- [WHAT TO WORK ON]:
Copy the entries below word for word, omitting the pictures.

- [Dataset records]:

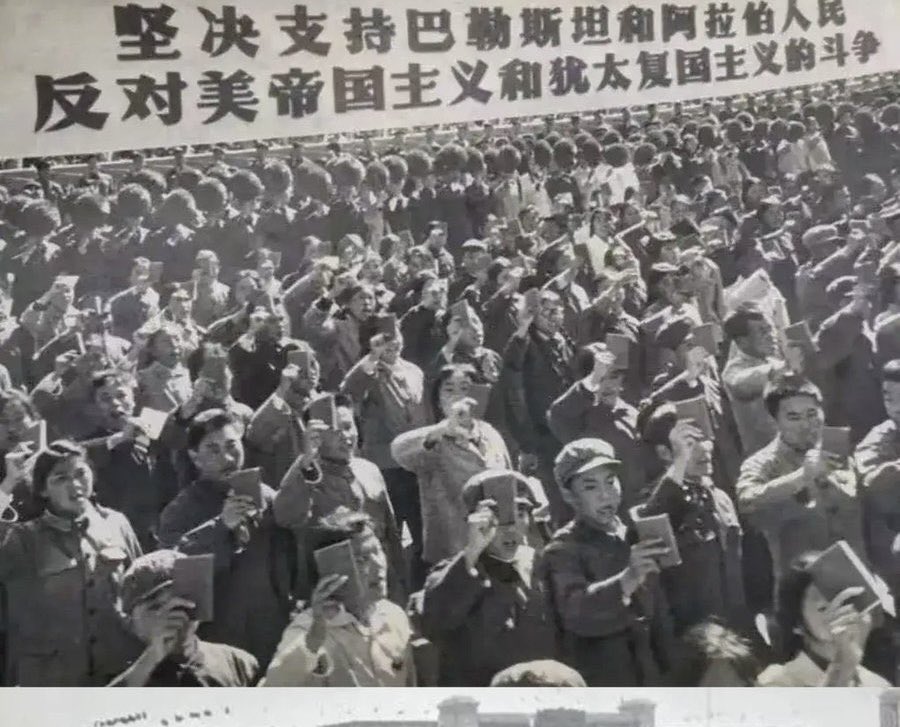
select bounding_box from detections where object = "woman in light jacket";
[391,365,512,565]
[757,553,890,687]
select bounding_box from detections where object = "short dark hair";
[31,439,88,496]
[91,369,135,396]
[306,506,375,583]
[723,304,766,341]
[882,358,900,384]
[0,389,40,419]
[187,409,243,450]
[763,376,822,419]
[668,621,761,687]
[638,404,678,447]
[300,396,354,424]
[430,364,475,421]
[775,551,819,661]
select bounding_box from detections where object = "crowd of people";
[0,77,900,686]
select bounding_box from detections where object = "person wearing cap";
[165,146,188,190]
[490,659,587,689]
[31,334,113,440]
[547,343,646,508]
[247,139,271,177]
[34,159,66,206]
[633,404,750,636]
[500,290,575,523]
[159,285,207,359]
[75,154,115,197]
[244,341,320,485]
[108,550,259,687]
[638,263,703,383]
[0,388,43,524]
[542,439,671,686]
[436,300,503,385]
[0,440,141,687]
[323,155,368,241]
[220,169,265,283]
[421,469,556,687]
[422,220,456,280]
[646,316,740,498]
[722,303,784,456]
[814,276,884,442]
[400,272,450,371]
[448,240,490,303]
[340,316,428,584]
[526,237,591,339]
[260,507,417,687]
[796,225,865,333]
[0,286,27,388]
[84,370,177,552]
[391,366,511,568]
[274,394,407,603]
[736,374,866,604]
[203,144,230,177]
[434,142,475,254]
[157,409,296,668]
[0,200,64,315]
[101,184,153,292]
[137,324,192,412]
[144,189,202,283]
[53,192,110,295]
[157,342,253,489]
[481,257,525,364]
[107,257,159,341]
[19,275,78,351]
[298,273,377,391]
[228,299,298,409]
[187,250,231,326]
[853,359,900,593]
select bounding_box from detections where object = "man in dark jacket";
[500,290,575,524]
[422,470,555,687]
[543,439,671,687]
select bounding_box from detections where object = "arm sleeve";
[177,517,240,571]
[500,336,538,454]
[422,553,485,640]
[547,381,593,444]
[722,363,772,401]
[391,427,434,472]
[815,311,863,369]
[272,459,322,530]
[544,547,631,637]
[735,457,804,521]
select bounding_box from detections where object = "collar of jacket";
[41,509,90,533]
[319,457,356,479]
[478,545,535,588]
[167,635,203,667]
[774,434,806,467]
[572,517,628,541]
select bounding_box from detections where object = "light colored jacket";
[391,421,512,564]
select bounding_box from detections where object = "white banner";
[0,0,900,157]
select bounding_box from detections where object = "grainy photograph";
[0,688,898,727]
[0,0,900,688]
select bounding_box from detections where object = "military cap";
[463,469,539,512]
[553,438,622,487]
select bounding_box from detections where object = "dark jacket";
[547,381,647,509]
[639,478,749,633]
[422,547,556,687]
[159,480,296,669]
[543,521,672,687]
[0,508,141,687]
[500,326,574,455]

- [TASK OUTPUT]:
select bounding_box from detections where object = "woman in light jacket";
[391,365,512,565]
[757,553,890,687]
select bounding_box from detections where object = "short dark hair";
[31,439,88,496]
[91,369,135,396]
[306,506,375,583]
[723,304,766,341]
[882,358,900,384]
[0,389,40,419]
[187,409,243,450]
[763,376,822,419]
[668,621,761,687]
[638,404,678,447]
[300,396,354,424]
[430,364,475,421]
[775,551,819,661]
select bounding_box from detections where object = "crowd of people";
[0,77,900,686]
select bounding_box from detections where object = "person wearing cap";
[165,146,188,190]
[490,659,587,689]
[31,334,113,440]
[547,343,646,508]
[247,139,271,177]
[34,159,66,206]
[633,404,750,636]
[500,290,575,523]
[159,285,207,359]
[75,154,115,197]
[244,341,320,485]
[108,550,259,687]
[638,263,703,383]
[0,388,43,524]
[542,439,671,686]
[436,300,503,385]
[0,440,141,687]
[323,155,368,241]
[220,169,265,283]
[421,469,556,687]
[422,220,456,280]
[646,316,740,498]
[722,303,784,456]
[814,276,884,442]
[400,272,450,371]
[448,240,490,303]
[340,316,428,584]
[526,237,591,339]
[260,507,417,687]
[796,225,865,333]
[0,286,27,388]
[84,370,177,552]
[391,366,511,568]
[274,394,407,603]
[736,374,866,604]
[203,144,230,177]
[434,142,475,254]
[157,409,296,668]
[0,200,64,315]
[101,184,153,292]
[137,324,192,412]
[144,189,202,283]
[53,192,110,295]
[157,342,253,489]
[481,257,525,364]
[107,257,159,341]
[19,275,78,351]
[298,273,377,391]
[228,299,298,409]
[187,250,231,326]
[853,359,900,593]
select bounding_box from detections where object = "man in dark jacket";
[500,290,575,524]
[422,470,555,687]
[543,439,671,687]
select bounding_box from detections where object = "arm sleeve";
[177,517,240,571]
[500,336,538,454]
[422,553,485,640]
[547,381,593,444]
[722,363,772,401]
[391,427,434,472]
[815,311,863,369]
[272,459,322,530]
[544,547,631,637]
[735,457,804,521]
select bounding_box from detections where object = "collar of jacket";
[41,509,90,533]
[319,457,356,479]
[478,545,535,588]
[167,635,203,667]
[774,434,806,467]
[572,517,628,541]
select bounding_box from detections where object = "light colored jacket";
[391,421,512,564]
select bounding_box from detections where object = "white banner";
[0,0,900,157]
select bounding_box from detections where object = "grainy photograph";
[0,688,898,727]
[0,0,900,688]
select bounding_box from detections where object = "military cap";
[463,469,539,512]
[553,438,622,487]
select bounding_box from detections where object = "dark jacket";
[547,381,647,509]
[639,478,749,633]
[422,547,556,687]
[159,480,296,669]
[543,521,672,687]
[0,508,141,687]
[500,326,574,455]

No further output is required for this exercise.